= Beginning of Section =
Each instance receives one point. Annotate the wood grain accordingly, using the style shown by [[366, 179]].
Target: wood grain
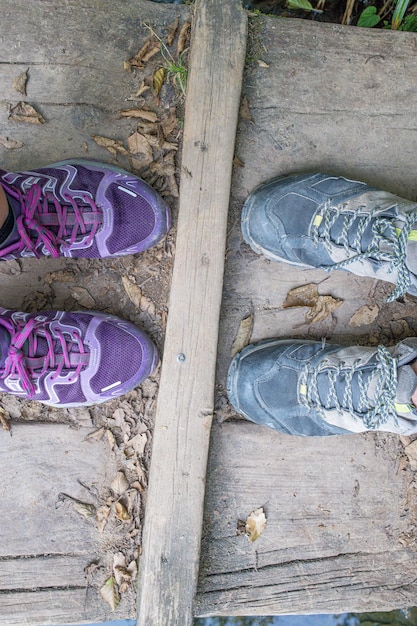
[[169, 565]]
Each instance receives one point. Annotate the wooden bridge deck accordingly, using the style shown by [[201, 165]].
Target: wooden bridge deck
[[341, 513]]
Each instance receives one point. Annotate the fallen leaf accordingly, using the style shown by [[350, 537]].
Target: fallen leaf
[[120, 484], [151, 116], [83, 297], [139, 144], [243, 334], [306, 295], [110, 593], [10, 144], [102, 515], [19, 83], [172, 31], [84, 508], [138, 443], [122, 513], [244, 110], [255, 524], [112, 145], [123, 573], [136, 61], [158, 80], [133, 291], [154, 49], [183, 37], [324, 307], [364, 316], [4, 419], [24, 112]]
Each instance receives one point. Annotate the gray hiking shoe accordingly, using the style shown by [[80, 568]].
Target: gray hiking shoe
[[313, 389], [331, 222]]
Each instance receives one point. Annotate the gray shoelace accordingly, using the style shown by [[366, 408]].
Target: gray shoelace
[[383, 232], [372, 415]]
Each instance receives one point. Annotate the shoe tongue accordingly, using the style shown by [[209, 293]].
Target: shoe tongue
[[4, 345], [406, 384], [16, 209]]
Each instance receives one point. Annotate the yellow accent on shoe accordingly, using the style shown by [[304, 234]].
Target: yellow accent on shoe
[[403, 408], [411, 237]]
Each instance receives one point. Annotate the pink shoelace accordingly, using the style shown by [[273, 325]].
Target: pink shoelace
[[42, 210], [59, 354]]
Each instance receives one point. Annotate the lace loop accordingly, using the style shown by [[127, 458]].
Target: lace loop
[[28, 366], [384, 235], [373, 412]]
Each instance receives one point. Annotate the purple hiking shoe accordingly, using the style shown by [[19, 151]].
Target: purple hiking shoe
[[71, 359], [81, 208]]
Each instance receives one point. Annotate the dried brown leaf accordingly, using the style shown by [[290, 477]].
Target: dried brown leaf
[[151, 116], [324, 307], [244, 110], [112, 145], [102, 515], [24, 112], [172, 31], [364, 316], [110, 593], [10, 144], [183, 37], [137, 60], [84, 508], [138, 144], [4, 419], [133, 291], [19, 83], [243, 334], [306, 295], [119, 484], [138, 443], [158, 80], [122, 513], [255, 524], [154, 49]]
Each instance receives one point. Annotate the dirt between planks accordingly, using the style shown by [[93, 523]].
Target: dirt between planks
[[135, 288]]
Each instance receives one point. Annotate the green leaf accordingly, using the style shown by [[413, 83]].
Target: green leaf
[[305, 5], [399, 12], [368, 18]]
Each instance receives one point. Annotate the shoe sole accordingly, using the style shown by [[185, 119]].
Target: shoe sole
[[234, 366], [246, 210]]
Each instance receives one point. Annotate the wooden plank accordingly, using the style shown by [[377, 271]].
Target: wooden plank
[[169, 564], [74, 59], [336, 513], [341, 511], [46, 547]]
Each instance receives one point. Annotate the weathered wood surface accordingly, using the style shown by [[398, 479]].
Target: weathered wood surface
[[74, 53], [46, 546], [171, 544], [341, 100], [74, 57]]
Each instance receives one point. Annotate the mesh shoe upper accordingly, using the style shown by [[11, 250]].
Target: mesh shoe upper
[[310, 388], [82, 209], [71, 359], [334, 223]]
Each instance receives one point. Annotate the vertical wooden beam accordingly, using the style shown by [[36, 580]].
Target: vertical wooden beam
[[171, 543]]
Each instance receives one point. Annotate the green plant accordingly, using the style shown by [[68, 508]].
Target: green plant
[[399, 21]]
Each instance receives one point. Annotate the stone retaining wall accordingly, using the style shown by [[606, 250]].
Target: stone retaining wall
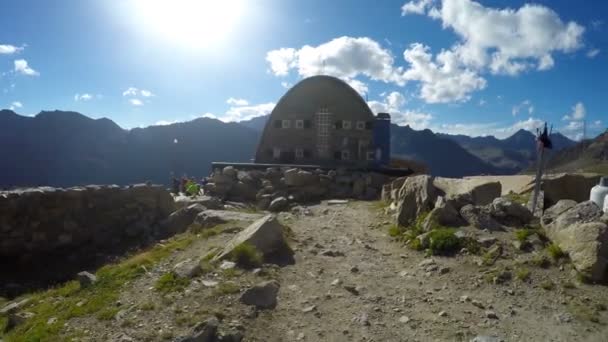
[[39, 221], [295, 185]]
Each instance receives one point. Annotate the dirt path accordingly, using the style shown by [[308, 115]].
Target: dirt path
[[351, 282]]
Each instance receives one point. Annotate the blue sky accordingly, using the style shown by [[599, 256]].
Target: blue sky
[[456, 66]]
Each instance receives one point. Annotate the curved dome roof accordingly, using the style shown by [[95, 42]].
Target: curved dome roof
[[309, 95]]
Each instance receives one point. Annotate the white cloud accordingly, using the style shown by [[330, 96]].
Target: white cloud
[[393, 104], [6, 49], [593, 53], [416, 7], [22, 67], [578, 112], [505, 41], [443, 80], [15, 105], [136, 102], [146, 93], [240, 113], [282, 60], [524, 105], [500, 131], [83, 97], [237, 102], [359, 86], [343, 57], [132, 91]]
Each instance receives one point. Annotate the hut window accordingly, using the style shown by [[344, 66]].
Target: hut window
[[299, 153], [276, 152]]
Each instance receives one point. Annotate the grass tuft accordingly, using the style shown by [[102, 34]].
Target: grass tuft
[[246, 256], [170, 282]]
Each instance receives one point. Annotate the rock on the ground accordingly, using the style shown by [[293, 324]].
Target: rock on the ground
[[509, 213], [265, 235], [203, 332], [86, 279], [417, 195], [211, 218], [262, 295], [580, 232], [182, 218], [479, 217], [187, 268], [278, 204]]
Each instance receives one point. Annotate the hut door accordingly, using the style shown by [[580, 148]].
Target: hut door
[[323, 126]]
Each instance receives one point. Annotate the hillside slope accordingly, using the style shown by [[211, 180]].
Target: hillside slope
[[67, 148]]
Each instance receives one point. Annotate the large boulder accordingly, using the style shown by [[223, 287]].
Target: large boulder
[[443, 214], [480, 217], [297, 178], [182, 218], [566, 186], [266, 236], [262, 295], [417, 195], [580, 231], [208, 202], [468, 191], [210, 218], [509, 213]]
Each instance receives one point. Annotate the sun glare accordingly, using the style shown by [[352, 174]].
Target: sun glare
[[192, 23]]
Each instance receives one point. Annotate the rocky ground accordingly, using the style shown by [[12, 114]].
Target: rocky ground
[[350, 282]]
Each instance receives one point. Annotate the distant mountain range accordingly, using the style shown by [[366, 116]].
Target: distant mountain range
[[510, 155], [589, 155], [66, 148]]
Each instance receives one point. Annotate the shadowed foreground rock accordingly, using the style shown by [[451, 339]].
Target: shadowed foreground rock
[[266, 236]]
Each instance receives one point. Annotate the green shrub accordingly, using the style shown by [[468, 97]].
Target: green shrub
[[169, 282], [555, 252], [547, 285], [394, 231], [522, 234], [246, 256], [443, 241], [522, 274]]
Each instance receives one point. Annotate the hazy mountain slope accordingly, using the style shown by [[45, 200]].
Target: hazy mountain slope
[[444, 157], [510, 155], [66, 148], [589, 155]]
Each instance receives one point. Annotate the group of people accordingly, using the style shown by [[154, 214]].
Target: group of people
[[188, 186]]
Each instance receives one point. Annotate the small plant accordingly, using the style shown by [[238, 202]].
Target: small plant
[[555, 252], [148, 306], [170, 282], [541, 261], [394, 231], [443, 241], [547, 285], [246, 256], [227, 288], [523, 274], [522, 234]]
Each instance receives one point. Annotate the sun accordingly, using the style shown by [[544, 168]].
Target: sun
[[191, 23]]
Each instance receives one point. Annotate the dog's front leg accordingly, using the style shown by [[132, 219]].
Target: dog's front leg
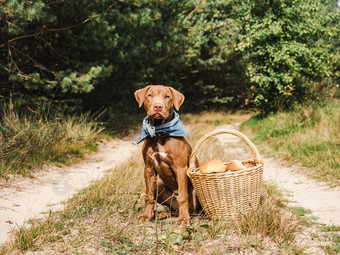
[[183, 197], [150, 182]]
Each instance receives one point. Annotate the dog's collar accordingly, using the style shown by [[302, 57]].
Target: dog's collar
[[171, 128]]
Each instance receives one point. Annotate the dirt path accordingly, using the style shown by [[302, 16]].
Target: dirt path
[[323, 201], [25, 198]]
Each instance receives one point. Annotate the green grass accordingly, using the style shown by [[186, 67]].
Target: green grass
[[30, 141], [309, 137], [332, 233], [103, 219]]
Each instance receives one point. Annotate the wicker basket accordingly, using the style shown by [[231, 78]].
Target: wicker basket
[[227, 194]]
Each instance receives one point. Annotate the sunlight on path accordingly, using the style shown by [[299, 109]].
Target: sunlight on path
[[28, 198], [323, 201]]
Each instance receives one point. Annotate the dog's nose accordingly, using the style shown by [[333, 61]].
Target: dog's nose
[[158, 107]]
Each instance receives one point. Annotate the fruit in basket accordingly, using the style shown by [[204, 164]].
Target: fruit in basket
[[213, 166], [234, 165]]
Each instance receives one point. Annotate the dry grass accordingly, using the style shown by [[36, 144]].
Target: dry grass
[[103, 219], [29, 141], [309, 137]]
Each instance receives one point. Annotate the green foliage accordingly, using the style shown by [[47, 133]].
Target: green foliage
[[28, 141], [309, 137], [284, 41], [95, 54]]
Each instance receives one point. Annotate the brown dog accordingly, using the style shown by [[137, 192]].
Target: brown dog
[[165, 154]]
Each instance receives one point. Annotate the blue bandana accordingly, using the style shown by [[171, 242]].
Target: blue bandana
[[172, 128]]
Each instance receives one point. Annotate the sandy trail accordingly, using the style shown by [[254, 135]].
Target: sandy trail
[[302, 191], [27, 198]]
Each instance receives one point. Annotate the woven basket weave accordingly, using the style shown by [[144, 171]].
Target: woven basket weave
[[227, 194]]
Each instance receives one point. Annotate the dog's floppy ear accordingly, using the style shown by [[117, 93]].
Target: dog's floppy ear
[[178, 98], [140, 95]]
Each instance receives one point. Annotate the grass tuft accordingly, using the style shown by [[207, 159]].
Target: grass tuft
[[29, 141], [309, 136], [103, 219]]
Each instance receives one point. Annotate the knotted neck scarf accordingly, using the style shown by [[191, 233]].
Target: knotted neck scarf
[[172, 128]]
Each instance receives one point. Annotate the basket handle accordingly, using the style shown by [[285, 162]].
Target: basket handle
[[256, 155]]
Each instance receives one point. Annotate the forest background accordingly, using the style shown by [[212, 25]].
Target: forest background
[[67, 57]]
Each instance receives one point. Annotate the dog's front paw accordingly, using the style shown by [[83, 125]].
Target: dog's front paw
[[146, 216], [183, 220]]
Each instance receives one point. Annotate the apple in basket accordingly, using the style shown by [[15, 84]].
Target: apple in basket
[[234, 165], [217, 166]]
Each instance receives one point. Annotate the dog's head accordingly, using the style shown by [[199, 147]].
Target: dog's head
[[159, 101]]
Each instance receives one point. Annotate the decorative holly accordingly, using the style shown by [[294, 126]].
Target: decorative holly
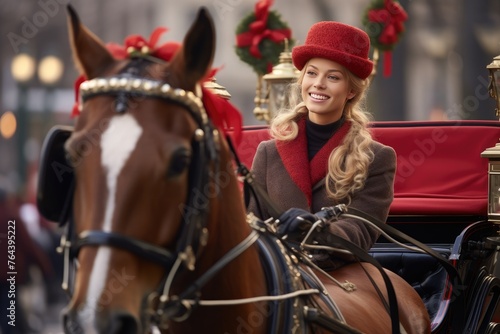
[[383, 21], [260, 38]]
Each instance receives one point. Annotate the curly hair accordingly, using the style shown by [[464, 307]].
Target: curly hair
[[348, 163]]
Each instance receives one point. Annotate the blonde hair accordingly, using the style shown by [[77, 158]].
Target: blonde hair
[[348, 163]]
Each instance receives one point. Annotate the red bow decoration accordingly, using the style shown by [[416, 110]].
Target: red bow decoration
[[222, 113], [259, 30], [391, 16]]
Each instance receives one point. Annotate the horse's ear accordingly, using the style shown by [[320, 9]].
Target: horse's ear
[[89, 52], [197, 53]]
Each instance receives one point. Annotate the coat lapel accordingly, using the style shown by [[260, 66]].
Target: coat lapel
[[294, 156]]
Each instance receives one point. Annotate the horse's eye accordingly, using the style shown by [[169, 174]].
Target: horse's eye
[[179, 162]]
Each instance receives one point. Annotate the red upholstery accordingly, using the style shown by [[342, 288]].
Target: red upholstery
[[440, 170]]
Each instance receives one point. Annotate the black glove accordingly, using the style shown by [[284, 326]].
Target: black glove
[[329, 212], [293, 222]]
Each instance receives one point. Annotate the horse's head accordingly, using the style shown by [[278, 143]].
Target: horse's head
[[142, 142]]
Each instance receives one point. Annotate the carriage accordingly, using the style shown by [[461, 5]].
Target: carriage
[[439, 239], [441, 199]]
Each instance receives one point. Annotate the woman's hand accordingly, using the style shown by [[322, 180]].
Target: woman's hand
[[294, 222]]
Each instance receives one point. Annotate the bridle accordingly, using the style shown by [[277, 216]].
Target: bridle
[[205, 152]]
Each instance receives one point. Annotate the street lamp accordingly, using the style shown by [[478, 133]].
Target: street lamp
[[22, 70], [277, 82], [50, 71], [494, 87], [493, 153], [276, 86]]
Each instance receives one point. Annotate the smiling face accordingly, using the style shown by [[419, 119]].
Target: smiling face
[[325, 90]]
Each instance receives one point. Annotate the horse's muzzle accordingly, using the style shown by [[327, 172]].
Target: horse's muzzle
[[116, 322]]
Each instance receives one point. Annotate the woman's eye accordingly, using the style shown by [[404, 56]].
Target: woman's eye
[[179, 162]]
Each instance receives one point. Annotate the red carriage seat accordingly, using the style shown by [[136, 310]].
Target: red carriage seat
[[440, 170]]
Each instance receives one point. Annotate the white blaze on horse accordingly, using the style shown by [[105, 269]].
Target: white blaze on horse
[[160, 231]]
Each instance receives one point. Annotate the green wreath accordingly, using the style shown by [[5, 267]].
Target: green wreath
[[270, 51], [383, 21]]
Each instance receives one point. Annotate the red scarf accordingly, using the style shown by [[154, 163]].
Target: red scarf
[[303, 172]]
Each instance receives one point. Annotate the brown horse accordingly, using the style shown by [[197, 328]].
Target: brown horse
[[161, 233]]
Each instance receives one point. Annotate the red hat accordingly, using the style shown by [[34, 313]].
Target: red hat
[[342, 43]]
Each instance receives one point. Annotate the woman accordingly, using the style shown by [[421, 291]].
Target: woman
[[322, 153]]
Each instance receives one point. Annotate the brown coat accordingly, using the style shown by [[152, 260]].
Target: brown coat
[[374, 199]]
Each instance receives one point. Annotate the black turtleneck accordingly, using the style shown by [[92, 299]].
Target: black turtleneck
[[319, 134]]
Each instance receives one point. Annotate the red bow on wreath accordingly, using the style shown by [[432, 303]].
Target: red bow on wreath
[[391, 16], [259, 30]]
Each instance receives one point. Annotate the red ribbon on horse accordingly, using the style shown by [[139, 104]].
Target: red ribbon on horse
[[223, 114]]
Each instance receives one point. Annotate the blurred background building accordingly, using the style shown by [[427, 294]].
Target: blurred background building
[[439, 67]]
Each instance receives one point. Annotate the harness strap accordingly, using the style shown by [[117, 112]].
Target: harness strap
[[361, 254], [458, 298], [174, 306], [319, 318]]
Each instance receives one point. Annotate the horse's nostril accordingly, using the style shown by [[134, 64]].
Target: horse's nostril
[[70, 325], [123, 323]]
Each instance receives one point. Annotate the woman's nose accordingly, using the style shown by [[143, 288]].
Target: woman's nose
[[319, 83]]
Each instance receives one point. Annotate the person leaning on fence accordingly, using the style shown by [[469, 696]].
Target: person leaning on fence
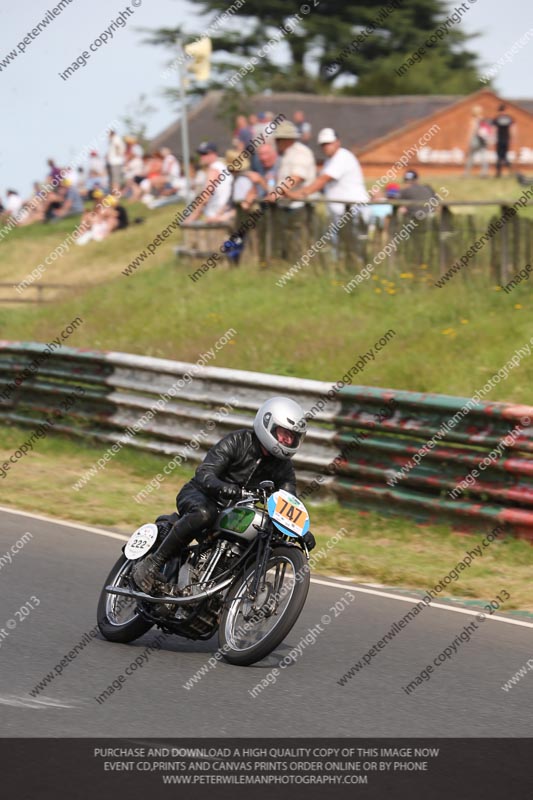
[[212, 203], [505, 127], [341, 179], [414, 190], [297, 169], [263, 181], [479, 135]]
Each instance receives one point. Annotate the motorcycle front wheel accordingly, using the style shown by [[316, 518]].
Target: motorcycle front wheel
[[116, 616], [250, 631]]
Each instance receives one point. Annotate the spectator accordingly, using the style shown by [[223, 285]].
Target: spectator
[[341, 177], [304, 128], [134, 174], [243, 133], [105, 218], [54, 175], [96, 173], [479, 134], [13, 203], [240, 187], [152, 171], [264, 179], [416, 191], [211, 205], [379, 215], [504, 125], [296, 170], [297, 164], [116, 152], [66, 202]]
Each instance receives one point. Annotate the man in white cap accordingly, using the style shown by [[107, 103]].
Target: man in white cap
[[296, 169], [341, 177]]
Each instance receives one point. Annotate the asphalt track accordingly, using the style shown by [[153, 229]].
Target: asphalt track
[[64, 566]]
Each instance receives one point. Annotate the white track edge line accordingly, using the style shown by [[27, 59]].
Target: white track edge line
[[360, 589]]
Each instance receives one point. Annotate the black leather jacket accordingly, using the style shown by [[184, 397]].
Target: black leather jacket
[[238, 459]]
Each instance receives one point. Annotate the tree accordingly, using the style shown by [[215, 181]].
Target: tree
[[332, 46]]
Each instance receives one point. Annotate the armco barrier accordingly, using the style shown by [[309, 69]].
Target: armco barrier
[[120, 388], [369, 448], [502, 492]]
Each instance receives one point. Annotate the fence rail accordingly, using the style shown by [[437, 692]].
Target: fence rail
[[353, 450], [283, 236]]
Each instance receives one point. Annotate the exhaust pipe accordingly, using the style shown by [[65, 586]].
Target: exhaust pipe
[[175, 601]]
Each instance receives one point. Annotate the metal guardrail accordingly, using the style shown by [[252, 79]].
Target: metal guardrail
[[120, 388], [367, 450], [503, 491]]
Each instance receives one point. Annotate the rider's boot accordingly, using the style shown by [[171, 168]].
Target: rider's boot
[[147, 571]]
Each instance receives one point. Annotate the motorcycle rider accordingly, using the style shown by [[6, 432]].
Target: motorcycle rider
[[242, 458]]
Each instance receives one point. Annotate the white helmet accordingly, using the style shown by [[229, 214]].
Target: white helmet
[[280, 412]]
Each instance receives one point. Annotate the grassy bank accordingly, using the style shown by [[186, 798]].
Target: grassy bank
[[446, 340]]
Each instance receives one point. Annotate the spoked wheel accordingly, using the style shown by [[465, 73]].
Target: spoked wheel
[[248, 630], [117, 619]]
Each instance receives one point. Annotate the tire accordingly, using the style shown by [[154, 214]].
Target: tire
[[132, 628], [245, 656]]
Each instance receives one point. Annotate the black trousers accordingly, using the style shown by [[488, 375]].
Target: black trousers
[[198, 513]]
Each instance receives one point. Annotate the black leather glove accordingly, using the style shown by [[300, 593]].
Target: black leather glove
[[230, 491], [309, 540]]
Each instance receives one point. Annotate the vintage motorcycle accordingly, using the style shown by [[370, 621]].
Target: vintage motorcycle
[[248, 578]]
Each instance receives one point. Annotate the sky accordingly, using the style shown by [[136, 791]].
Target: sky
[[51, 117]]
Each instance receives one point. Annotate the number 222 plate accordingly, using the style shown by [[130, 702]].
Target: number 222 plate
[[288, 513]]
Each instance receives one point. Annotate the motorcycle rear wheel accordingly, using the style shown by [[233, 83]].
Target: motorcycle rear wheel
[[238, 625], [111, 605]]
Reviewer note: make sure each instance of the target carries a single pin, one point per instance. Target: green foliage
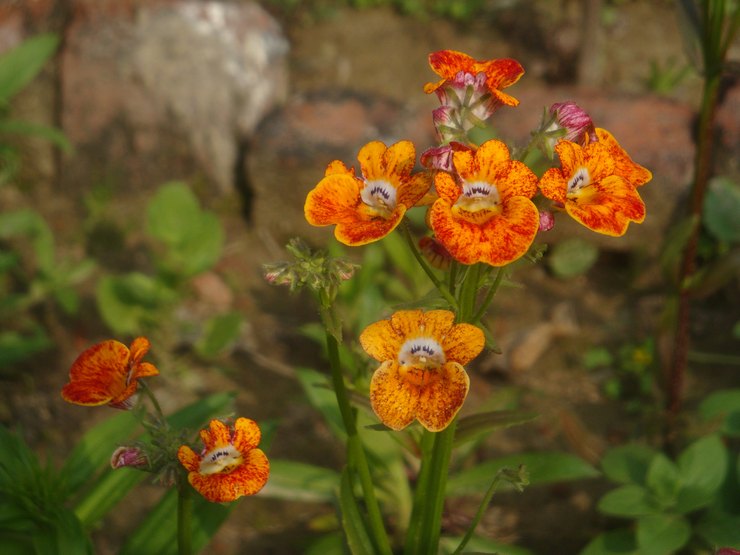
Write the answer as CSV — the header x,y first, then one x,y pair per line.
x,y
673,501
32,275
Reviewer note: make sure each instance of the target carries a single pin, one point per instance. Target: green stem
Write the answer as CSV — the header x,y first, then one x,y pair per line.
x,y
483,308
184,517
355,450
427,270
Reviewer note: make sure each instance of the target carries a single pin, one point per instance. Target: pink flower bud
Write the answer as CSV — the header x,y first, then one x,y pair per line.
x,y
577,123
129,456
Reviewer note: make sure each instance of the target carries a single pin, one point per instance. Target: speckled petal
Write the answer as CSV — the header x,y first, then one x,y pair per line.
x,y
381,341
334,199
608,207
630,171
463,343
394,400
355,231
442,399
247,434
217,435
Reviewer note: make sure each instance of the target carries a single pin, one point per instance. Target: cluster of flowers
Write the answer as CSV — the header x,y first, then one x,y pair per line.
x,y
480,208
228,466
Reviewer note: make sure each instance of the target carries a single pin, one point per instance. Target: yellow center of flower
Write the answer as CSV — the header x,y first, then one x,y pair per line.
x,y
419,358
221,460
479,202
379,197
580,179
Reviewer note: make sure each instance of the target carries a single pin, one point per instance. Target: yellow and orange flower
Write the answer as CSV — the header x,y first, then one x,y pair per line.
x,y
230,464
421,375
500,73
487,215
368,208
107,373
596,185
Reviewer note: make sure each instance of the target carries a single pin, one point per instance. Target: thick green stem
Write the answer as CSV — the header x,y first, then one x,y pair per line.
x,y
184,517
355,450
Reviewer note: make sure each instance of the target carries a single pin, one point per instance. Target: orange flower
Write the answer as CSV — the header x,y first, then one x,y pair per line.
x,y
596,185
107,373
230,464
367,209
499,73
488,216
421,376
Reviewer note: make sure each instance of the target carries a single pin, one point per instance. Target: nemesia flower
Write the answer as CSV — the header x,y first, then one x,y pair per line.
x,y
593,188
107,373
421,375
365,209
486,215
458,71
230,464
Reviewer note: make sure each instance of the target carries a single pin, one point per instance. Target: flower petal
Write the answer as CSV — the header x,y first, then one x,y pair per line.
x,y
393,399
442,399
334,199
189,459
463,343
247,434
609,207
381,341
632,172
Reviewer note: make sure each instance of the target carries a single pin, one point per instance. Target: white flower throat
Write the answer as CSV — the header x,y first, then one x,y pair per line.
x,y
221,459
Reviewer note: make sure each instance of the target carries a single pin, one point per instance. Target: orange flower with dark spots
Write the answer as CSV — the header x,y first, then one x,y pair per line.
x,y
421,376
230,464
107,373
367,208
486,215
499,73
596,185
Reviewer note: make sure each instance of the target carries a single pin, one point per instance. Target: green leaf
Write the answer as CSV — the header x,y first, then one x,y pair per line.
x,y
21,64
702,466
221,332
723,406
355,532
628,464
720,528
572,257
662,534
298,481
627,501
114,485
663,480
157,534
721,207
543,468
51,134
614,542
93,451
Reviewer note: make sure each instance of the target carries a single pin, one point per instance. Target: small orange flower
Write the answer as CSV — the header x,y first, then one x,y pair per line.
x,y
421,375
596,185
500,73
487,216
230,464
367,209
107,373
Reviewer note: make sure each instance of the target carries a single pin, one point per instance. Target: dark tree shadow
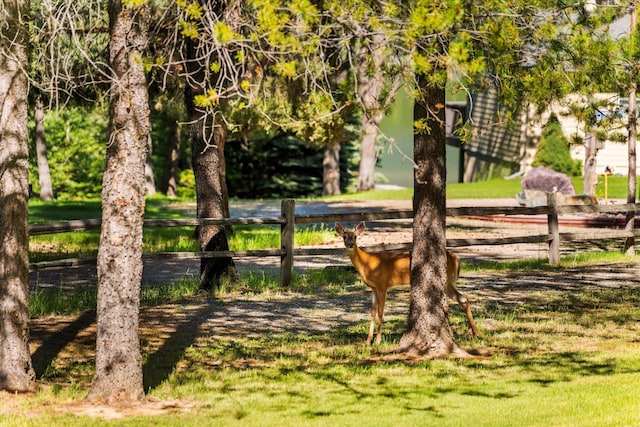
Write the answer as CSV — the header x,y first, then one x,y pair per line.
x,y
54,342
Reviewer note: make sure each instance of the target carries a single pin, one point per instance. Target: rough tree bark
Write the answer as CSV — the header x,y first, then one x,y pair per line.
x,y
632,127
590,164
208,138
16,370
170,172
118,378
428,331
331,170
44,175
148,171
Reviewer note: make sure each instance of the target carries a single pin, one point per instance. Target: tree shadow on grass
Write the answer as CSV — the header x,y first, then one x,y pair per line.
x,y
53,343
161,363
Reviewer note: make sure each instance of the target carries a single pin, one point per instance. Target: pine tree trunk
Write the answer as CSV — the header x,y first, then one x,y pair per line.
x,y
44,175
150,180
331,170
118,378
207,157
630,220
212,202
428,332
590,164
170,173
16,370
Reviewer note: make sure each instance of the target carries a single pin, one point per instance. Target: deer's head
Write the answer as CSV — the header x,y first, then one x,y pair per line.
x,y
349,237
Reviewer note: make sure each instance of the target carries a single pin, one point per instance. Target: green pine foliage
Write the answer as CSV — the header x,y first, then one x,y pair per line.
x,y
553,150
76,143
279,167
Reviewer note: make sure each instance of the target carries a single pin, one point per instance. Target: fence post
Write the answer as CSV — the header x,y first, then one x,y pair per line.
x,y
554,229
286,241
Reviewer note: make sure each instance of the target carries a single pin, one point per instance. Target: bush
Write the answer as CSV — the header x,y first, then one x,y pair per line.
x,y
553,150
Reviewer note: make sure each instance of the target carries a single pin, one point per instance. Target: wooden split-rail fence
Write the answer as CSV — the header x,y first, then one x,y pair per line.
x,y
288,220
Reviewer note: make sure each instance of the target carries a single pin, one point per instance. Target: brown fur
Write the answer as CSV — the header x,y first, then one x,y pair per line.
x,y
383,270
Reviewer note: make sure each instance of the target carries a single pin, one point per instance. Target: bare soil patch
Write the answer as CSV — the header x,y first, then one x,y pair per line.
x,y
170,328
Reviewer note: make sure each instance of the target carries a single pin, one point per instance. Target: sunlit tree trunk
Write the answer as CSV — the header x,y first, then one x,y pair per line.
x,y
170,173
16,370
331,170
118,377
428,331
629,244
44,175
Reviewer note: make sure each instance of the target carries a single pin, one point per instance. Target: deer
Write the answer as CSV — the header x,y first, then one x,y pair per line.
= End of Section =
__REQUIREMENT__:
Select and copy every line of the listing with the word "dark".

__REPLY__:
Reviewer note: make sure each instance of the target carries a single pin, one point per instance. Target: orange flower with dark spots
Reviewer note: make sure each instance of the target carries a single pin, one point per instance. Target: dark tree shadow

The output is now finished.